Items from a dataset
★ ★ ★ ★ ★ ★ ★
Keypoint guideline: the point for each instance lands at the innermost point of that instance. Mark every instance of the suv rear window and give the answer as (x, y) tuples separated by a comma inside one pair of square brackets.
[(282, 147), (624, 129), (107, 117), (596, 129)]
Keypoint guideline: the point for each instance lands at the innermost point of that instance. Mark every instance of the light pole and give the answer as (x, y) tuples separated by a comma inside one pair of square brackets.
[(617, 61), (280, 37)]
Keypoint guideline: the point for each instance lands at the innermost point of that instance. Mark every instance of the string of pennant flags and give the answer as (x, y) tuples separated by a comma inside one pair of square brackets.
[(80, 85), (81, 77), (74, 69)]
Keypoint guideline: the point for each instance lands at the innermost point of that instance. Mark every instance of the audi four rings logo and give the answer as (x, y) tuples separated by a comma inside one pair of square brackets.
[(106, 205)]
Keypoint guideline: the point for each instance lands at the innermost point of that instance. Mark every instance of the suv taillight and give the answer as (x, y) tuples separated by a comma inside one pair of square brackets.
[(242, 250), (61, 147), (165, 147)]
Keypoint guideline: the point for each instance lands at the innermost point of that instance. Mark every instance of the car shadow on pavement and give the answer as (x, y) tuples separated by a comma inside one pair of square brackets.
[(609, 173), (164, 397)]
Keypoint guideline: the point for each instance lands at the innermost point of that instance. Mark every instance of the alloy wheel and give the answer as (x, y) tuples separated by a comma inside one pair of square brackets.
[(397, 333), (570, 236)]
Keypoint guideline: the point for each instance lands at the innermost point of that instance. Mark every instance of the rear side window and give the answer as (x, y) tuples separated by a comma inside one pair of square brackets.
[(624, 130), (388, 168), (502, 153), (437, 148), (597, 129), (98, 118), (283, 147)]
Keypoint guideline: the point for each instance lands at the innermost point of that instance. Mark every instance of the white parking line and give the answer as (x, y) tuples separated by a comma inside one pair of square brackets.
★ ★ ★ ★ ★ ★ ★
Task objective: Can you copy out the lines word for word, starting at the line that contains "of the alloy" and ending after the line that contains "118), (283, 147)]"?

Solution:
Keypoint guideline: the point for each instance lands at the innermost point of that instance. Mark every instance of the alloy wheel and give the answer as (x, y) tuples separated by a comma inside one pair of square brackets.
[(397, 333), (570, 236)]
Keypoint guideline: the point for each instance lands at the innermost point of that instance. Mark every instance of the rear side window and give the answer as (x, y) tuples separated by a comma inside one pair of square brackets.
[(624, 130), (388, 168), (502, 153), (437, 148), (597, 129), (98, 118), (283, 147)]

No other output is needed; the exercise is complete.